Automated disease classification using deep learning
We trained separate DL models on the cortex and white matter to predict disease (AD/CBD/PSP) directly from AT8 stained images (i.e., relevant image features are learned by the model without any need for manual curation of features as above).
A total of 49 WSIs (16 AD, 20 PSP, 13 CBD) taken from the middle frontal gyrus and imaged at 20X magnification (0.5 microns per pixel) were used for training and testing. From each WSI, we generated 10,000 image patches (224 × 224 pixel, 112 × 112 micron) from either the cortex or white matter regions to be used as input for the DL model.
For our DL model, we used a multiple instance learning (MIL) network in order to mitigate the influence of uninformative patches on model training . An MIL framework makes predictions on a group, or batch, of patches rather than an individual patch (Additional file 1: Figure S1), thereby better accommodating patches which lack any disease-specific information (e.g., those without aggregates).
WSIs were split using threefold cross validation, keeping the distribution of data from each disease consistent across each fold. We trained two models for each fold, one using data from the cortex regions of the WSIs, and one using data from the white matter regions, to assign AT8 stained image patches to their corresponding diseases. We used a binary cross-entropy bag loss with different weights for each class based on their frequency in data to account for with class imbalance. We used an Stochastic Gradient Descent optimizer with a learning rate of 0.0001 and a momentum of 0.5. We trained each model for 3 epochs, after which our cortex and white matter models achieved an average patch-level classification accuracy of at least 93% and 90% on testing data, respectively.
Each of the 3 cross-validation models was applied solely to data in its corresponding testing set (i.e., had not been used in training). For validation, 1000 patches were extracted from each slide. Individual patches were classified into the 3 diseases to measure patch level performance. To determine disease classification at the slide level, we calculated the disease class as the majority class from those 1000 patches.
Interpretation of deep learning classification features
We used 2000 image patches from the testing set of a single fold from our Disease Classification DL model. From each image patch, we extracted 1024 features using the second to last layer of our DL model (i.e., layer before disease classification). We then used the output feature matrix (2000 × 1024) as input for the UMAP function with an n_neighbors value of 5 and a min_dist of 1.
Handcrafted features calculation
For each image patch described above, we applied our aggregate classifier to segment aggregates and removed artifacts as described in the Aggregate Quality Control section. We next calculated the feature values for Area, Eccentricity, and Minor Axis length as described in Aggregate Features section and represented each patch by the mean feature values of the aggregates they contained.

+++

**EXERCISE**
Summarize the methods extract on automated disease classification in exactly three sentences.

**SOURCE DATA**
+++

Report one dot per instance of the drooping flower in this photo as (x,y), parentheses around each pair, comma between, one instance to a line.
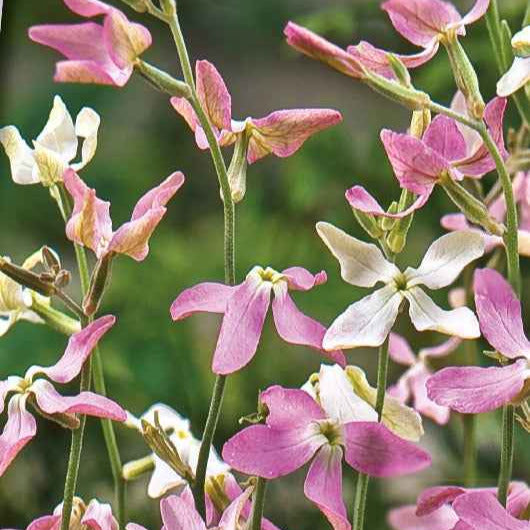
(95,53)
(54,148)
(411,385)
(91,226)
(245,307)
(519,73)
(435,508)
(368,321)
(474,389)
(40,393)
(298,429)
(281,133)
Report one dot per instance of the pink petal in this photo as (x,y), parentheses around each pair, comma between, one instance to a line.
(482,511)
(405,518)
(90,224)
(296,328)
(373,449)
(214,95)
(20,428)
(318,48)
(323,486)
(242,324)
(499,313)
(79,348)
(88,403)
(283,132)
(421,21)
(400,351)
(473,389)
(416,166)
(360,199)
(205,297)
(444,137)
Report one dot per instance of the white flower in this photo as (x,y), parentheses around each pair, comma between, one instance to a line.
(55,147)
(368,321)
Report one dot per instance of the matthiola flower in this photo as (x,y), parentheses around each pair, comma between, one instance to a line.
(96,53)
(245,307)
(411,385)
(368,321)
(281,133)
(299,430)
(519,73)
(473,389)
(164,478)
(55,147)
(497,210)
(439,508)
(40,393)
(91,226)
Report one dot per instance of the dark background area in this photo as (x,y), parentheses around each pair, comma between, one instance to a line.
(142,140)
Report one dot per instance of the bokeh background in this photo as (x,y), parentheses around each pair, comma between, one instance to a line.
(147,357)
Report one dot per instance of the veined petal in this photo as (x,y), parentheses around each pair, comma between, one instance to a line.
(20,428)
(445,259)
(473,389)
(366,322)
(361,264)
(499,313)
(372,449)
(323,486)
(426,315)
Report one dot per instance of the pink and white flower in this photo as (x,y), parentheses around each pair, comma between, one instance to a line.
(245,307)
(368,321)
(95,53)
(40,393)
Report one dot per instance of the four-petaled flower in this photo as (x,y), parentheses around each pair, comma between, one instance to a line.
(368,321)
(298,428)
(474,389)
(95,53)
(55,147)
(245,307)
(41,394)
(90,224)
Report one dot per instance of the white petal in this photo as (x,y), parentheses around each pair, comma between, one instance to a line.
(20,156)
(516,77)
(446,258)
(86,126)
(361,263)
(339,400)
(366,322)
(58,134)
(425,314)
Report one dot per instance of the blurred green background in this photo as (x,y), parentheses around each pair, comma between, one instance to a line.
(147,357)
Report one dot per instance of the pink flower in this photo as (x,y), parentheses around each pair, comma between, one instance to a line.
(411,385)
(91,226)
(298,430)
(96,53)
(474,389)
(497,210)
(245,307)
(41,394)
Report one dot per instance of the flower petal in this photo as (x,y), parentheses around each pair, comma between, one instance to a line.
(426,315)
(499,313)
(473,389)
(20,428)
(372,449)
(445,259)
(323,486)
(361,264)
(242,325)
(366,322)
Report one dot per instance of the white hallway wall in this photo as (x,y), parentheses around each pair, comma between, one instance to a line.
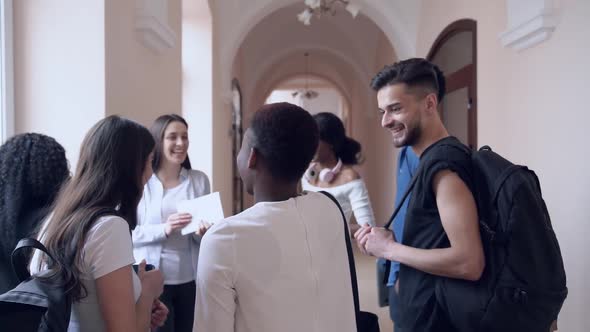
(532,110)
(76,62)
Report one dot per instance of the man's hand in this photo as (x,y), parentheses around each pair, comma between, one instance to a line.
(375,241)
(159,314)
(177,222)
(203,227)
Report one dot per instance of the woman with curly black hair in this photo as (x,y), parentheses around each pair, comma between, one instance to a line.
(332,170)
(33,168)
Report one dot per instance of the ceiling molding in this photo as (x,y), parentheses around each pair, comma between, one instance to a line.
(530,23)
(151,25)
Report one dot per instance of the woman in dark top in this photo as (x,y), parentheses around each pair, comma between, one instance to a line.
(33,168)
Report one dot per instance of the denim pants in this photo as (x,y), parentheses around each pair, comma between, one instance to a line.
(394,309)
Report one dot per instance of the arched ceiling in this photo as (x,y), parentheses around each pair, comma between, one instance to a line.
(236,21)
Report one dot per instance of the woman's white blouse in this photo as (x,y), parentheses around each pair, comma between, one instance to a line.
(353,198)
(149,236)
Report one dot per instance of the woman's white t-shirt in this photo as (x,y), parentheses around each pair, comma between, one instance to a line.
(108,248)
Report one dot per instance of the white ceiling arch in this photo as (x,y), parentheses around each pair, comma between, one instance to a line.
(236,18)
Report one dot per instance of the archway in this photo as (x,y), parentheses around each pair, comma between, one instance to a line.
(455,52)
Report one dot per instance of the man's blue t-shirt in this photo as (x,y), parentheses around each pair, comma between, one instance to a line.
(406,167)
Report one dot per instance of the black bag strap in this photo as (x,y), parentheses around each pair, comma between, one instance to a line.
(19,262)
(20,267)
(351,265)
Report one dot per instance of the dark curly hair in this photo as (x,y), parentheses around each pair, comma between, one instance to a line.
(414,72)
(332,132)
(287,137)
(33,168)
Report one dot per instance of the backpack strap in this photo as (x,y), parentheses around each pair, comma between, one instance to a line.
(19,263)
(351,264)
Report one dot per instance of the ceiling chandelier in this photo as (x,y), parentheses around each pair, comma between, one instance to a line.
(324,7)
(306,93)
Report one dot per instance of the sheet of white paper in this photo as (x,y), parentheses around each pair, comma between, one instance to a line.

+++

**THE COMPLETED TASK**
Separate deep learning models were trained on cortex and white matter patches from 49 AT8-stained whole-slide images to classify AD, CBD and PSP, using a multiple instance learning network and threefold cross validation. After 3 epochs, the cortex and white matter models reached average patch-level test accuracies of at least 93% and 90%, respectively, and each slide's disease was taken as the majority class of 1000 patches. To interpret the model, 1024 features from each of 2000 test patches were used as input for UMAP, and the handcrafted features Area, Eccentricity and Minor Axis length were calculated for the patches from their segmented aggregates.